(Given task)
Write out every entry precisely as given, leaving the pictures out.

◆ ◆ ◆ ◆ ◆

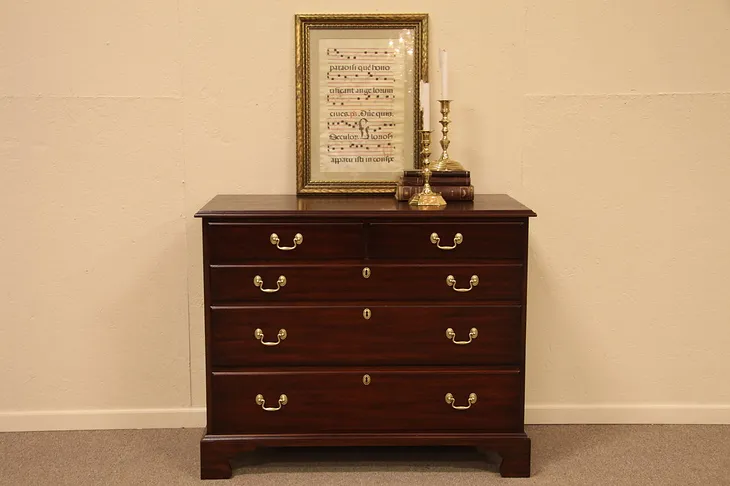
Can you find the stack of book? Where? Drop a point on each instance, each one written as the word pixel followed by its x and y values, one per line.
pixel 453 185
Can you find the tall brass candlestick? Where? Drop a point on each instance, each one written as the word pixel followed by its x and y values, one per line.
pixel 445 162
pixel 427 197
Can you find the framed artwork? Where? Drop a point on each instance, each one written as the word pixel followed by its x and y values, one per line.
pixel 357 92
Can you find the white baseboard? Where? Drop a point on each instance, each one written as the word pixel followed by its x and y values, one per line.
pixel 627 414
pixel 176 418
pixel 155 418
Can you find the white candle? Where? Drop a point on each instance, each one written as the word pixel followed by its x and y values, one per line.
pixel 425 100
pixel 444 66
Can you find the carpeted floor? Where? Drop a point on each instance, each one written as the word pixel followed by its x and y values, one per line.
pixel 562 455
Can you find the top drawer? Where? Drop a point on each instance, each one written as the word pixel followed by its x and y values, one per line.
pixel 448 241
pixel 231 242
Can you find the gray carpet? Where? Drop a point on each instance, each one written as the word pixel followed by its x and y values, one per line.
pixel 561 455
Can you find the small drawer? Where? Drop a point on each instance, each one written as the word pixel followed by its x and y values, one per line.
pixel 448 241
pixel 365 335
pixel 366 400
pixel 379 282
pixel 231 242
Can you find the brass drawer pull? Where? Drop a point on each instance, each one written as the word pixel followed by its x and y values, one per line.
pixel 450 400
pixel 262 403
pixel 458 240
pixel 450 334
pixel 259 282
pixel 274 239
pixel 473 282
pixel 259 334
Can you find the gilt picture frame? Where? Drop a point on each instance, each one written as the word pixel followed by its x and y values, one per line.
pixel 357 92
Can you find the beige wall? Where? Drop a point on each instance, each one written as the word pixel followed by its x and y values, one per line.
pixel 118 120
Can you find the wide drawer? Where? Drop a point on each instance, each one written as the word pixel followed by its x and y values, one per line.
pixel 365 335
pixel 231 242
pixel 340 401
pixel 448 241
pixel 297 283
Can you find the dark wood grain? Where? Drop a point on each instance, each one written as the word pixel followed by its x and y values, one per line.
pixel 232 242
pixel 315 397
pixel 288 206
pixel 330 345
pixel 387 282
pixel 480 241
pixel 218 450
pixel 340 335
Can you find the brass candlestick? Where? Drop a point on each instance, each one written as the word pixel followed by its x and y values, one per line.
pixel 445 162
pixel 427 197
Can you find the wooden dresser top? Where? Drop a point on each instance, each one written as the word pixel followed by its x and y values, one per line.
pixel 238 205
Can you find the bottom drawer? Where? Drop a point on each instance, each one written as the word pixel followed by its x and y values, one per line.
pixel 341 401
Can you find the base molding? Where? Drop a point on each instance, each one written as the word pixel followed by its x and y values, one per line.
pixel 216 451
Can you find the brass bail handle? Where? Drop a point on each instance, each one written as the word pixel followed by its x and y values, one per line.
pixel 259 282
pixel 259 335
pixel 471 400
pixel 473 282
pixel 436 240
pixel 283 400
pixel 274 239
pixel 473 333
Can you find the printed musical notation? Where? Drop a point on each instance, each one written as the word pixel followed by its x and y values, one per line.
pixel 361 101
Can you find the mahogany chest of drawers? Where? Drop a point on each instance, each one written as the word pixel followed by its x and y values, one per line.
pixel 361 321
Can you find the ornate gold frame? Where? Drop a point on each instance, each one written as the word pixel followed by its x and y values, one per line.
pixel 303 24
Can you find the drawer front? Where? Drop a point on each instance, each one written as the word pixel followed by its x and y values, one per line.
pixel 366 335
pixel 339 401
pixel 231 243
pixel 448 241
pixel 299 283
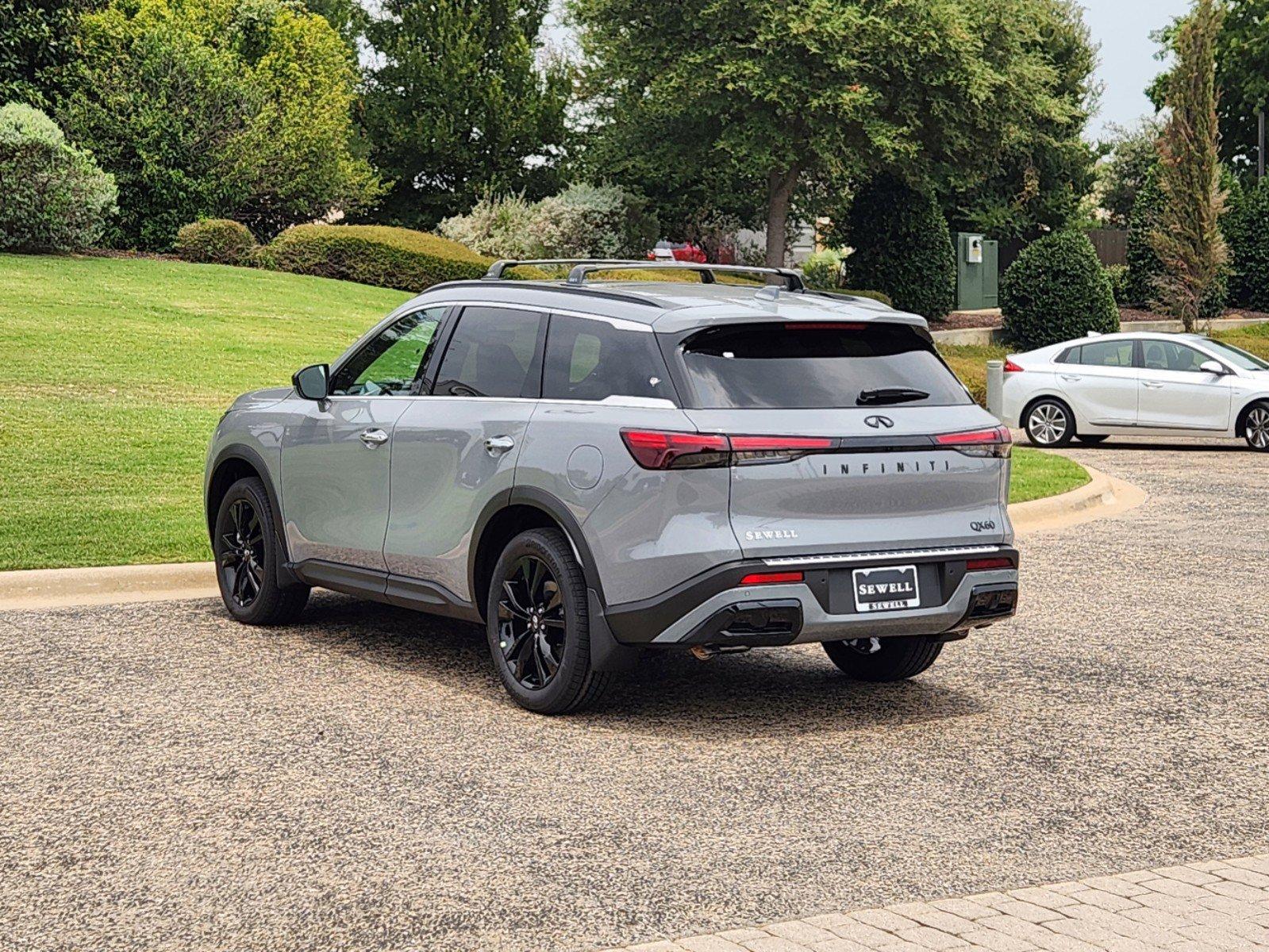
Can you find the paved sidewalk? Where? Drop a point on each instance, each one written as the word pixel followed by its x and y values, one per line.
pixel 1212 907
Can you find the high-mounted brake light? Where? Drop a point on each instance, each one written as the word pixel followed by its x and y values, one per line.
pixel 771 578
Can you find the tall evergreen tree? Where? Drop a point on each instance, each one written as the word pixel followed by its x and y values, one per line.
pixel 459 105
pixel 1188 239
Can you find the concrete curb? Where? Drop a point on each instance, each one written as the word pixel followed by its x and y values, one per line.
pixel 60 588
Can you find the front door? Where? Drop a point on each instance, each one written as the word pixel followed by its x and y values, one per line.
pixel 336 454
pixel 1175 393
pixel 1101 381
pixel 455 451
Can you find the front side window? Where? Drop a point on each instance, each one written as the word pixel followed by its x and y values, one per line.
pixel 816 366
pixel 494 353
pixel 1110 353
pixel 591 359
pixel 392 363
pixel 1167 355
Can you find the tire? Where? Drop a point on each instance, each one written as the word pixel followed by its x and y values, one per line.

◆ ◆ ◆ ◆ ◆

(Result of this exercise)
Can you find the stack of book? Where? Drop a point on each instance, each one written as the word pixel followed by its x and y values, one per line.
pixel 453 185
Can you find the tall brass candlestick? Where? Drop a point on each instance, each one written as the word pixel followed by its x and y values, one per line.
pixel 445 162
pixel 427 197
Can you find the framed artwork? Where? Drop a point on each instance, each one written as the word pixel followed by its x and y values, one per line.
pixel 357 92
Can you find the white baseboard? Where? Drop a point on each instance, each one written as the word pixel followed by its x and y values, one per line.
pixel 627 414
pixel 176 418
pixel 155 418
Can you find the white candle? Where? Drop a point on each instance, each one written as the word pixel followed by its x and y values, one per line.
pixel 425 100
pixel 444 66
Can you find the carpeted floor? Where? Drop a point on each instance, each one written as the word pixel followed by its x and y values, one per line.
pixel 562 455
Can you find the top drawer? Where? Drop a point on each instance, each one written as the word pixel followed by its x and y values, one per line.
pixel 448 241
pixel 231 242
Can you find the gray carpet? Where? Drop a point on each instance, each one written as the word pixel followed by its x and y values, one per line.
pixel 561 455
Can you find the small drawer? Where? Drop a point on each instance, each one written as the word pixel followed by its x and y values, one per line.
pixel 448 241
pixel 365 335
pixel 366 400
pixel 379 282
pixel 231 242
Can you find the brass drawer pull? Where? Drop a point on each instance, each one written as the word pixel followed by its x and y values, one per line.
pixel 450 400
pixel 262 403
pixel 458 240
pixel 450 334
pixel 259 282
pixel 274 239
pixel 473 282
pixel 259 334
Can you find the gilt picture frame? Where? Drop a point on each instance, each one written as the word pixel followed by its x and y values, one per line.
pixel 357 92
Can you find the beige wall? Where? Drop a point on each instance, each one written as the word pixel followed by its x and y values, one per line.
pixel 118 120
Can you find the wide drawer? Where? Drop a point on each instance, each one written as the word pixel followed by its x and y values, one per line.
pixel 365 335
pixel 231 242
pixel 340 401
pixel 448 241
pixel 297 283
Can you find the dark wood grain? Where? Drop a point on each instance, each one written as the word pixel followed by its x and y values, one per line.
pixel 232 242
pixel 315 397
pixel 288 206
pixel 330 345
pixel 387 282
pixel 480 241
pixel 218 450
pixel 340 335
Can you find the brass candlestick? Where? Drop a point on each instance, each one written as the word pixel followed by its x and y values, one per line.
pixel 445 162
pixel 427 197
Can you find the wooden dresser top? Where? Drop a point on each instance, each one written as the word pixel followed by its x and y values, one per line.
pixel 238 205
Can you find the bottom drawer? Where? Drop a point on each instance, each one written as the word pixel followed by its x and y values, one per line.
pixel 341 401
Can you find the base molding? Where? Drop a point on each instance, each one written as the word pixel followed by its x and y values, one per line.
pixel 216 451
Can you find the brass bail handle? Where? Drop a point on each instance, each one written as the word pixel followed by its x and y values, one per line.
pixel 259 282
pixel 259 335
pixel 471 400
pixel 473 282
pixel 436 240
pixel 283 400
pixel 274 239
pixel 473 333
Can you find the printed musical notation? Where? Drop a point on each instance, each one written as the word pixel followed by its x and y values, one per line.
pixel 361 101
Can you find the mahogany chest of drawers? Where? Drop a point on each instance, each one written as the word pixel followed by its x and y values, one per line.
pixel 361 321
Can you find the ornate gold frame? Where? Drop a point on each instance, each one written as the word pixel followed by its x and y values, one per line.
pixel 303 24
Can you find the drawer front? Where? Drop a point on each instance, each one written as the word pixel followed by its x and y values, one per line.
pixel 366 335
pixel 339 401
pixel 231 243
pixel 448 241
pixel 299 283
Can you find the paved sidewalk? Where? Drop a point on each instance, each one written as the word pixel followed by its x and y values, one per line.
pixel 1212 907
Can you find the high-mounted brake light? Where? Drop a point on each instance, each one written as the word pixel followed by its x and y values, one per line.
pixel 771 578
Can you find the tall evergreen tree? Where? Drop a point on each instance, each one written as the word pixel followed by its x and y values, one per line.
pixel 459 105
pixel 1188 239
Can you find the concrete curb? Where? Drop a point on each instance, each one written as the word pixel followed by its x and y values, one per line.
pixel 60 588
Can you find the front door? Where? Drop a point on each instance, each one written as the word pixel followed by its x and y values, one per line.
pixel 336 454
pixel 1175 393
pixel 1101 381
pixel 455 451
Can you find the front side window? Where? Drop a point on each instance, each one written as the word pixel followed by its x and y values, one per line.
pixel 816 366
pixel 494 353
pixel 1110 353
pixel 591 359
pixel 392 363
pixel 1167 355
Can you find the tire? Where? Drop a point on each instance, each one written as the word pixel followed by its x and y values, one per line.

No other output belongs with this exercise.